WHAT IS REQUIRED
Transcribe the listing below line by line, keeping every word, number and punctuation mark unchanged.
┄┄┄┄┄┄┄┄┄┄
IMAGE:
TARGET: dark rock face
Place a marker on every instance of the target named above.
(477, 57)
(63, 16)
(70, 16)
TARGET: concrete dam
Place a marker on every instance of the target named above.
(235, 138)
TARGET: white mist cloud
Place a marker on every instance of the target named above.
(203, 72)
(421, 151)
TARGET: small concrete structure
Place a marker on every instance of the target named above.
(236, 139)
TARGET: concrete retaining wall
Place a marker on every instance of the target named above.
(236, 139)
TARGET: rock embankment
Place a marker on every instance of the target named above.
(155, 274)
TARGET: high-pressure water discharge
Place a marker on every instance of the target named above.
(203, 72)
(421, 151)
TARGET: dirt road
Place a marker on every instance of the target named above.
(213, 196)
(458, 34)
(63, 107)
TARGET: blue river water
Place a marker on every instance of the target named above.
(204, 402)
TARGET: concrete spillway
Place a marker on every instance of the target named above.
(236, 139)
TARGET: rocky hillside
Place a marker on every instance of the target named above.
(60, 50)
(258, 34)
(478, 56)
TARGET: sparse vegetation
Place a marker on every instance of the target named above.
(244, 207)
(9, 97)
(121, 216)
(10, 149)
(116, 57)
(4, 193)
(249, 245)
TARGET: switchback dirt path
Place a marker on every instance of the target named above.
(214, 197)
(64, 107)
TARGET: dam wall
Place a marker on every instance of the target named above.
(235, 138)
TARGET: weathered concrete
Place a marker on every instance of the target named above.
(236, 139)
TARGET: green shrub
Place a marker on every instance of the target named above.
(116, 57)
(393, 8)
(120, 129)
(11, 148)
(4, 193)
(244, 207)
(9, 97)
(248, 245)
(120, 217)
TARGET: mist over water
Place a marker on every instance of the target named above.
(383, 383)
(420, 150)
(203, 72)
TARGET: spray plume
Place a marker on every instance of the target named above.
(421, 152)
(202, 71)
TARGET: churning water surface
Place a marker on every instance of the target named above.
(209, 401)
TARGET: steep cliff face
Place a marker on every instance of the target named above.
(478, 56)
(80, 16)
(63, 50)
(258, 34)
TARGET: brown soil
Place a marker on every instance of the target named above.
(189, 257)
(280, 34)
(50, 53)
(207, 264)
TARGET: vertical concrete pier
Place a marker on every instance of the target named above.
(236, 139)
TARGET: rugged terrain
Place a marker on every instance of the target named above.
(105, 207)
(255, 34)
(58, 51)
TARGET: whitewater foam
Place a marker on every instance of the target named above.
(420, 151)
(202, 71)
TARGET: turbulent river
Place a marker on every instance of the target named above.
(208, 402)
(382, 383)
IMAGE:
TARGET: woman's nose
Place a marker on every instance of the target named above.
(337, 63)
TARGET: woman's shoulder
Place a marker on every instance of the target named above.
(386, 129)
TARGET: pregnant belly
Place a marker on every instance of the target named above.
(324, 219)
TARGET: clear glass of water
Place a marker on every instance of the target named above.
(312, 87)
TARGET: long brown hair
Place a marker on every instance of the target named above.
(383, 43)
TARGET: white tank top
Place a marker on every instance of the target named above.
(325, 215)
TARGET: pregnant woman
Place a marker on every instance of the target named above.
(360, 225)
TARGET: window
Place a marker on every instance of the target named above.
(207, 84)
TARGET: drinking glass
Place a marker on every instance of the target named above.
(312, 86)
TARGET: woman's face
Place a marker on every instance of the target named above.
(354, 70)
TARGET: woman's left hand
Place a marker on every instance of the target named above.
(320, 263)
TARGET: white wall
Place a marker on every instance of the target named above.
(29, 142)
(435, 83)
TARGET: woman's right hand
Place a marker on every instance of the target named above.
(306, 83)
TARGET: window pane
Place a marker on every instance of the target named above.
┄┄┄┄┄┄┄┄┄┄
SOLUTION FOR THIS TASK
IMAGE:
TARGET: dark rock face
Place a marker on every instance of the target named above.
(477, 57)
(63, 16)
(70, 16)
TARGET: concrete dam
Place a marker on every instance of the target named above.
(235, 138)
TARGET: white mist cloud
Place a marker on every instance of the target named above.
(203, 72)
(421, 151)
TARGET: small concrete structure
Place a marker on every instance of the target named above.
(236, 139)
TARGET: concrete retaining wall
Place a marker on every instance of the target named above.
(236, 139)
TARGET: rock embankment
Place a marker on every instance of the target named above.
(155, 274)
TARGET: high-pressure water discharge
Place a marker on every instance of the target named above.
(203, 72)
(421, 151)
TARGET: dirt road
Place a marker on every instance of the target named above.
(213, 196)
(458, 34)
(63, 107)
TARGET: blue river water
Place a marker on every instance of the target named above.
(204, 402)
TARGET: concrete spillway
Place a marker on every instance of the target named above.
(236, 139)
TARGET: rocky hillside
Place a marker on every instance of the target named above.
(60, 50)
(258, 34)
(478, 56)
TARGET: sparse vegetation
Place a marker on every instance of the target named above.
(244, 207)
(9, 97)
(121, 216)
(10, 149)
(116, 57)
(4, 193)
(249, 245)
TARGET: switchback dirt path
Place a marker on every instance of the target named above.
(214, 197)
(64, 107)
TARGET: dam wall
Place a marker on every instance of the target named above.
(235, 138)
TARGET: weathered concrete
Place a marker on every instance of the target named above.
(236, 139)
TARGET: green shrub
Place a marker on every instance of the target named above.
(116, 57)
(393, 8)
(120, 129)
(11, 148)
(4, 193)
(244, 207)
(9, 97)
(248, 245)
(120, 217)
TARGET: mist over water
Place a marker on every instance of the target named above.
(383, 383)
(420, 150)
(203, 72)
TARGET: spray plume
Place a marker on every instance of the target named above.
(421, 152)
(202, 71)
TARGET: churning water surface
Place a marker on every instance of the target named above.
(209, 401)
TARGET: steep cliff face
Place a marker on every instance of the target named above.
(478, 56)
(80, 16)
(63, 50)
(258, 34)
TARGET: brown soil
Place a marker on every instance of the target named above.
(189, 257)
(280, 34)
(50, 53)
(207, 264)
TARGET: vertical concrete pier
Place a marker on every instance of the target named above.
(236, 139)
TARGET: rugged terrain
Place a marker on every instance of the target named above.
(105, 207)
(255, 34)
(58, 51)
TARGET: whitewater foam
Place a marker on every instance of the target named above.
(420, 151)
(202, 71)
TARGET: turbulent river
Place a marker on every instance of the target named above.
(208, 402)
(382, 383)
IMAGE:
TARGET: woman's nose
Place a marker on every instance of the target named above.
(337, 63)
TARGET: woman's shoulder
Place a marker on every instance of the target named above.
(386, 129)
TARGET: pregnant belly
Place a marker on every instance of the target named above.
(324, 219)
TARGET: clear glass of water
Place a marker on every instance of the target named above.
(312, 87)
TARGET: long brown hair
Place a marker on every instance of the target named above.
(383, 43)
TARGET: white tank top
Place a marker on every instance of the target named above.
(325, 215)
TARGET: pregnant woman
Place a marker on every instance of the target named above.
(360, 225)
TARGET: window
Place a marker on every instance of the target named above.
(207, 84)
TARGET: drinking glass
Place a marker on every instance of the target named above.
(312, 86)
TARGET: woman's face
Place a marker on every instance of the target named above.
(354, 70)
TARGET: woman's left hand
Place a marker on every instance of the target named above.
(320, 263)
TARGET: white wall
Place a marker on every instance of the target named above.
(29, 142)
(435, 83)
TARGET: woman's right hand
Place a marker on every instance of the target named above.
(306, 83)
TARGET: window pane
Place a marker on every instance of the target named above.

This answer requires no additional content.